College Newspapers Struggle Over Muslim Cartoon Question


      Two editors at the University of Illinois’ student-run newspaper were suspended for deciding to run a series of cartoons that have sparked outrage and violence around the Islamic world without consulting the remaining editorial staff.

      Editor-in-chief Acton H. Gorton says the Daily Illini’s publisher suspended him and the newspaper’s opinions sections editor, Charles Prochaska, for two weeks pending the outcome of an internal investigation into the publication of the cartoons, which ran in the paper’s Feb. 9 edition.

      “I’m very disappointed. I think this is nothing more than a cover-up,” Gorton says.

      Publisher and general manager Mary Cory released a statement shortly after the suspensions saying a student task force will “investigate the internal decision-making and communication surrounding the publishing” of the cartoons.

      The paper’s editorial staff told readers that the decision to run the cartoons was made by Gorton and Prochaska without their knowledge. While the staff apologized to the Muslim community, it stopped short of saying it disagreed with the decision.

      “We want to make it clear that while we do not necessarily disagree with the decision to print these cartoons, we disagree with how they were run,” the editorial reads.

      According to the editorial, Gorton and Prochaska ran the cartoons without consulting the staff or the publisher.

--------

WRITTEN EXERCISE 1:
Reproduce the whole article on college newspapers and the Muslim cartoon question word for word.
WRITTEN EXERCISE 2:
Render the rows from the line containing "Can you find the grassy" down to the line containing "[[110, 11]]" as a two-column CSV with the columns label_text and points, one line for each row: put its text and its answer each in one quoted field, and turn any line breaks into spaces.

--------

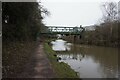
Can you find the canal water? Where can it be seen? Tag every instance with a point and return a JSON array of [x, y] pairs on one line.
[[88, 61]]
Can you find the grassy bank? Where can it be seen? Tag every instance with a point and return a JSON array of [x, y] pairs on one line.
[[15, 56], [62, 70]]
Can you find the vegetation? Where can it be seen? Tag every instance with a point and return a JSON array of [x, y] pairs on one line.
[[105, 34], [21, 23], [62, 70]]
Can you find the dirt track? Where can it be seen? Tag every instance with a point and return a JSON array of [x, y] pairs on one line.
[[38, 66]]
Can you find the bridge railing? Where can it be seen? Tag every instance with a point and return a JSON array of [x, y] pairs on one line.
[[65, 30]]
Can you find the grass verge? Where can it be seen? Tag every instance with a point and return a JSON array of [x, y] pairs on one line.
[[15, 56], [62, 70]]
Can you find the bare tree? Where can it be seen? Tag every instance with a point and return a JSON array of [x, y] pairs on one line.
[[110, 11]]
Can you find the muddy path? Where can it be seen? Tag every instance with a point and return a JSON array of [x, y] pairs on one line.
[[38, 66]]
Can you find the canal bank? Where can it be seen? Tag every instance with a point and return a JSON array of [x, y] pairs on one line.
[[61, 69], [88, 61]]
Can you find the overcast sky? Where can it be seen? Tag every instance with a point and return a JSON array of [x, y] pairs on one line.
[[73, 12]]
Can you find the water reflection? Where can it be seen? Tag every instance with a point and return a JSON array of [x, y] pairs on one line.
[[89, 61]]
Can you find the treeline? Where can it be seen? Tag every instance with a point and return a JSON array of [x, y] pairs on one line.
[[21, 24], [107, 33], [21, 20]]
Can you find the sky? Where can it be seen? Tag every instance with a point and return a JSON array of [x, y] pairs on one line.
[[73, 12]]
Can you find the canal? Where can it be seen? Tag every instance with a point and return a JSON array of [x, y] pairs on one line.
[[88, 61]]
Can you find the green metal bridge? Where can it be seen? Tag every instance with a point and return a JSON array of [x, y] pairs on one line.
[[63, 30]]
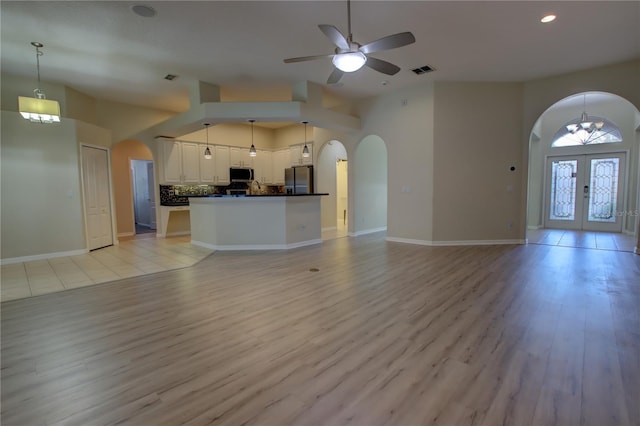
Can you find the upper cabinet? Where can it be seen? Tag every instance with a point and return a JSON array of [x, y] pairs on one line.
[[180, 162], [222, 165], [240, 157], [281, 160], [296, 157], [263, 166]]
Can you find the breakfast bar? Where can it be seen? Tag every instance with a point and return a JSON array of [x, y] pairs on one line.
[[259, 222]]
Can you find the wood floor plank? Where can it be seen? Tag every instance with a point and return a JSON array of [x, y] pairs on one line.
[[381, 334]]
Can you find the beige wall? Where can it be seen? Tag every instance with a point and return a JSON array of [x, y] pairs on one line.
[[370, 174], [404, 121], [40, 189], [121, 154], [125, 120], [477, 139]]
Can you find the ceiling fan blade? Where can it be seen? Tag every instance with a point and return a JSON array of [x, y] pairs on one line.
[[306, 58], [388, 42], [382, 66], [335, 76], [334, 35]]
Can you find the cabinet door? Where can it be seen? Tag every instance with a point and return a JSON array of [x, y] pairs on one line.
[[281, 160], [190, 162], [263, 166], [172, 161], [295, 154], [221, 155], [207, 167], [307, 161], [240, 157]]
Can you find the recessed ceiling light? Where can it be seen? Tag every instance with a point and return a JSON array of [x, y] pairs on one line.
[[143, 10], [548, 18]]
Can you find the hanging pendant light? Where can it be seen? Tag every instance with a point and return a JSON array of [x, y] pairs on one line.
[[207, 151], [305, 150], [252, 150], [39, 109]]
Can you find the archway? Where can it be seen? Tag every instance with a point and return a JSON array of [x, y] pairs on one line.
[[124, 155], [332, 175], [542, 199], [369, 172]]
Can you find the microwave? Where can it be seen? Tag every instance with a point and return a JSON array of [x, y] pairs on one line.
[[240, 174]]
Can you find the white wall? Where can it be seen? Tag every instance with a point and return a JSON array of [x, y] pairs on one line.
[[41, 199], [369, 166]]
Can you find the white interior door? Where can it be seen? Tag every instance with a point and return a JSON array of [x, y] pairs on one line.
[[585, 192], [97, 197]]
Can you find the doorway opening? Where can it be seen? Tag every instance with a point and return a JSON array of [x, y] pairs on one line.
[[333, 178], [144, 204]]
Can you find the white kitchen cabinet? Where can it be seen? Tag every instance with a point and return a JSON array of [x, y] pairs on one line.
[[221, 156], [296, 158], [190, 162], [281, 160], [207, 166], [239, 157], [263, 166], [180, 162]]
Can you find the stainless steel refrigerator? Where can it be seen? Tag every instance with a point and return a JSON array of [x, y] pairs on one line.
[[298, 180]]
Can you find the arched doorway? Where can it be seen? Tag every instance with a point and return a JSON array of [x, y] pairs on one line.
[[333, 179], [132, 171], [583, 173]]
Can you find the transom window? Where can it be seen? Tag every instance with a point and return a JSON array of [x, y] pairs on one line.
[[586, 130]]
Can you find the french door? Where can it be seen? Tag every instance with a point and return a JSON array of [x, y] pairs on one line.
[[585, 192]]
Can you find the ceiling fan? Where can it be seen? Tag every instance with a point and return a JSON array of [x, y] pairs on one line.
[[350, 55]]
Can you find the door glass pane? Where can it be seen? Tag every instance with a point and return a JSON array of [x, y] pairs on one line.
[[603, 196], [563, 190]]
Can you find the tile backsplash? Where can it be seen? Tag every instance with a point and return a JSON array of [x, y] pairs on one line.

--------

FINAL RESULT 1:
College Newspapers Struggle Over Muslim Cartoon Question


      Two editors at the University of Illinois’ student-run newspaper were suspended for deciding to run a series of cartoons that have sparked outrage and violence around the Islamic world without consulting the remaining editorial staff.

      Editor-in-chief Acton H. Gorton says the Daily Illini’s publisher suspended him and the newspaper’s opinions sections editor, Charles Prochaska, for two weeks pending the outcome of an internal investigation into the publication of the cartoons, which ran in the paper’s Feb. 9 edition.

      “I’m very disappointed. I think this is nothing more than a cover-up,” Gorton says.

      Publisher and general manager Mary Cory released a statement shortly after the suspensions saying a student task force will “investigate the internal decision-making and communication surrounding the publishing” of the cartoons.

      The paper’s editorial staff told readers that the decision to run the cartoons was made by Gorton and Prochaska without their knowledge. While the staff apologized to the Muslim community, it stopped short of saying it disagreed with the decision.

      “We want to make it clear that while we do not necessarily disagree with the decision to print these cartoons, we disagree with how they were run,” the editorial reads.

      According to the editorial, Gorton and Prochaska ran the cartoons without consulting the staff or the publisher.

FINAL RESULT 2:
label_text,points
"Can you find the grassy bank? Where can it be seen? Tag every instance with a point and return a JSON array of [x, y] pairs on one line.","[[15, 56], [62, 70]]"
"Can you find the vegetation? Where can it be seen? Tag every instance with a point and return a JSON array of [x, y] pairs on one line.","[[105, 34], [21, 23], [62, 70]]"
"Can you find the dirt track? Where can it be seen? Tag every instance with a point and return a JSON array of [x, y] pairs on one line.","[[38, 66]]"
"Can you find the bridge railing? Where can it be seen? Tag every instance with a point and return a JSON array of [x, y] pairs on one line.","[[65, 30]]"
"Can you find the grass verge? Where can it be seen? Tag every instance with a point and return a JSON array of [x, y] pairs on one line.","[[15, 56], [62, 70]]"
"Can you find the bare tree? Where can it be seen? Tag every instance with a point and return a JSON array of [x, y] pairs on one line.","[[110, 11]]"